## Start PAGE

Sleeping Dogs (also known as Deviants and Mission: LA 2029) is a 1997 Canadian sci-fi action film directed by Michael Bafaro.

Plot
A jewel thief in 2020s Los Angeles (Scott McNeil) tries to save a spaceship crew from the emerald smuggling criminals who are holding them captive.

Cast
 Scott McNeil as Harry Maxwell
 C. Thomas Howell as Sanchez Boon
 Heather Hanson as Pandora Grimes
 Kiara Hunter as Zee 4R
 Richard Toth as Wallace
 Angela Madden as Stocker
 Stephen Fisher as Morton
 Sean Fuller as Sweeney
 Paul Jarrett as Willy Boy Pruitt
 Gregory Linington as Brock
 Christopher Clarke as Grogan
 Julius Krajewski as Samson
 Seth Markel as Crenshaw
 Michael Rogers as Haverty
 Darren Dalton as Dexter
 Jaroslav Peterka as Raoul
 Pavel Kříž as Alexandrov
 Dave Ulrich as Cole
 Shannon McCormick as Tippit
 Karel Vávrovec as Carlos
 Miroslav Lhotka as Hugo

Background
It was a Czech Republic co-production, with filming taking place in Czech studios. It is the only film to feature Australian-Canadian actor Scott McNeil in a leading role. McNeil is known for his extensive voice acting career, and at the time was voicing Piccolo in the Saban dub of Dragon Ball Z.

Release and reception
It was released direct-to-video in North America, Europe and Australia.

## End PAGE
## Start INFORMATION PROVIDED

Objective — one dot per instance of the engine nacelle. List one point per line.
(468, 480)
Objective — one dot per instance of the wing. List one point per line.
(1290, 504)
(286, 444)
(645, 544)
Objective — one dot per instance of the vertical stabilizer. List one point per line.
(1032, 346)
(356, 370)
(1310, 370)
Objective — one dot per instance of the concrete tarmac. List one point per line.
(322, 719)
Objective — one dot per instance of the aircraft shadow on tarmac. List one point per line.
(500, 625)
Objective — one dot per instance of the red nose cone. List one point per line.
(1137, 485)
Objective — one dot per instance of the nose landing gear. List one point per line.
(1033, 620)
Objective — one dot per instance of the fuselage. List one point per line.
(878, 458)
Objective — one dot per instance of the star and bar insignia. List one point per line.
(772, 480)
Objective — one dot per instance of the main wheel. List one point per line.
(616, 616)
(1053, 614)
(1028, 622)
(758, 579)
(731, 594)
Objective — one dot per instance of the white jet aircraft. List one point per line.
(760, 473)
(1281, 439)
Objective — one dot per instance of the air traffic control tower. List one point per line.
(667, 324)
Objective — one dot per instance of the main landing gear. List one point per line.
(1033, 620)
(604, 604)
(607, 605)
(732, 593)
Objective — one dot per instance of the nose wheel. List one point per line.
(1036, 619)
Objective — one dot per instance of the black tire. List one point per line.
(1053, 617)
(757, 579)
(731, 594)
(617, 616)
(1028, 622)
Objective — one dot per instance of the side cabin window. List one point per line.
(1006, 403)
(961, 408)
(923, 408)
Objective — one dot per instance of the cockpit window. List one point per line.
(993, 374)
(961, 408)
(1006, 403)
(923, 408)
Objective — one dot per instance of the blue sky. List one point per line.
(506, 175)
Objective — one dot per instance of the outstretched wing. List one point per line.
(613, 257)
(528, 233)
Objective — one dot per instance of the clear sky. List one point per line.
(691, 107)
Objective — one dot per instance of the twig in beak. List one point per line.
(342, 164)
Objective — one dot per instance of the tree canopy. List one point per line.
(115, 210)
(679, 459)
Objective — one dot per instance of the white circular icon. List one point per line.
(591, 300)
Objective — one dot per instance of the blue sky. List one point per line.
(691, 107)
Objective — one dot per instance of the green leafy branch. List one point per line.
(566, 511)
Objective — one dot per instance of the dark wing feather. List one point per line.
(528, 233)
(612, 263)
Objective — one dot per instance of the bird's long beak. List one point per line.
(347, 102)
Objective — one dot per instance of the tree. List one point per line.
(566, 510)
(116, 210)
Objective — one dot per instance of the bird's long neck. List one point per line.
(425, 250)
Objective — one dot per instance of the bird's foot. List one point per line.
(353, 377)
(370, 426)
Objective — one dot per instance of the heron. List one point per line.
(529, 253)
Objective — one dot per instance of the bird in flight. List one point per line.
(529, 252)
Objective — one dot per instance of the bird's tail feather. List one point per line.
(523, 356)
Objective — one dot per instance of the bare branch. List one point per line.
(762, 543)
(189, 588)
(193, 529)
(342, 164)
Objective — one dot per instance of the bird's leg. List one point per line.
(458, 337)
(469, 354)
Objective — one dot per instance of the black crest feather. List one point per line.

## End INFORMATION PROVIDED

» WHAT IS REQUIRED
Pick up the article on the film Sleeping Dogs after its last sentence and keep writing it.

» RESPONSE TO THE EXERCISE
Robert Firsching of AllMovie gave the film two stars, writing "Set in the year 2029 for no apparent reason, this Canadian-Czech co-production literally consists of almost nothing but a steady barrage of gunfire and explosions. Reducing its genre (sci-fi/action) to nothing but the so-called 'good parts,' Sleeping Dogs (1997) emerges as a movie that looks like it was filmed in shorthand. It's a paint-by-numbers effort with very little to either praise or criticize; it's just there, although that's no reason for anyone to feel compelled to watch it." He also claimed that, "As the ludicrously named Sanchez Boon, C. Thomas Howell prances around and prissily quotes literature like a bearded Riddler from a particularly bad episode of the old Batman TV series. Howell's ridiculous performance is the sole reason that even those viewers who cherish bad movies would want to watch this."

TV Guide gave Sleeping Dogs a mixed negative review, labelling it as having "looney-tune characters, stale dialogue and the unmistakable whiff of cheesy camp." They claimed that, "nothing about this futuristic sci-fi adventure is exceptional or unexpected, except the extensive exposition involving gems replacing cash as currency."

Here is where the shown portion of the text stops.